RECORDS PROVIDED:

────────

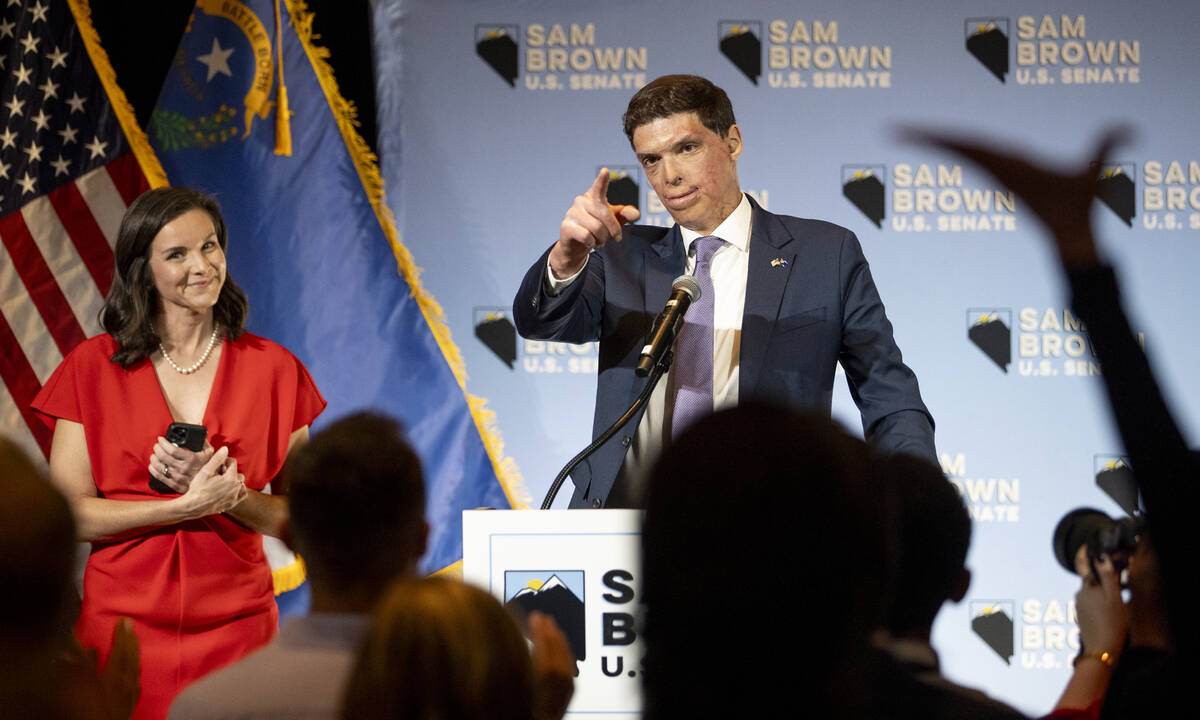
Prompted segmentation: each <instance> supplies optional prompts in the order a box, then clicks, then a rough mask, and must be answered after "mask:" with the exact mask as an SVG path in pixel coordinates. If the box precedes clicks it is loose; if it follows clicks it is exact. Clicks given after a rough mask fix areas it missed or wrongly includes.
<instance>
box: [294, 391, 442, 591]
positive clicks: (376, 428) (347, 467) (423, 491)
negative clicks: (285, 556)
mask: <svg viewBox="0 0 1200 720" xmlns="http://www.w3.org/2000/svg"><path fill="white" fill-rule="evenodd" d="M283 475H284V481H286V485H287V491H288V508H289V510H290V522H292V536H293V540H294V542H295V546H296V550H298V552H299V553H300V556H301V557H302V558H304V560H305V563H306V564H307V566H308V569H310V574H311V577H312V581H313V583H325V587H329V588H334V589H342V588H347V587H350V588H368V589H378V590H380V592H382V590H383V588H384V587H386V583H388V582H389V581H391V580H394V578H395V577H396V576H397V575H401V574H403V572H406V571H412V569H413V566H414V565H415V563H416V560H418V556H419V554H420V553H421V550H422V547H424V538H425V482H424V480H422V479H421V462H420V460H419V458H418V456H416V452H414V451H413V449H412V446H410V445H409V444H408V442H407V440H406V439H404V437H403V432H402V431H401V426H400V424H397V422H396V421H395V420H391V419H389V418H384V416H382V415H377V414H371V413H359V414H354V415H349V416H347V418H343V419H341V420H338V421H337V422H334V424H332V425H330V426H329V427H326V428H325V430H323V431H320V432H318V433H317V434H316V436H313V438H312V440H310V442H308V443H306V444H305V445H302V446H301V448H300V449H299V450H296V451H295V452H294V454H293V455H292V457H289V458H288V461H287V464H286V466H284V470H283Z"/></svg>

────────

TASK DETAILS:
Make a list of all lines in the data that contain "instance".

TASK OUTPUT:
Prompted segmentation: each <instance> supplies optional prompts in the order a box, then clicks, then a rough mask, and must be answered after "mask:" with the exact mask as an SVG path in pixel coordinates. If the box precedes clicks it is loose; if it follows clicks it is exact. Clicks given after a rough mask fix areas it missed or wrongly includes.
<instance>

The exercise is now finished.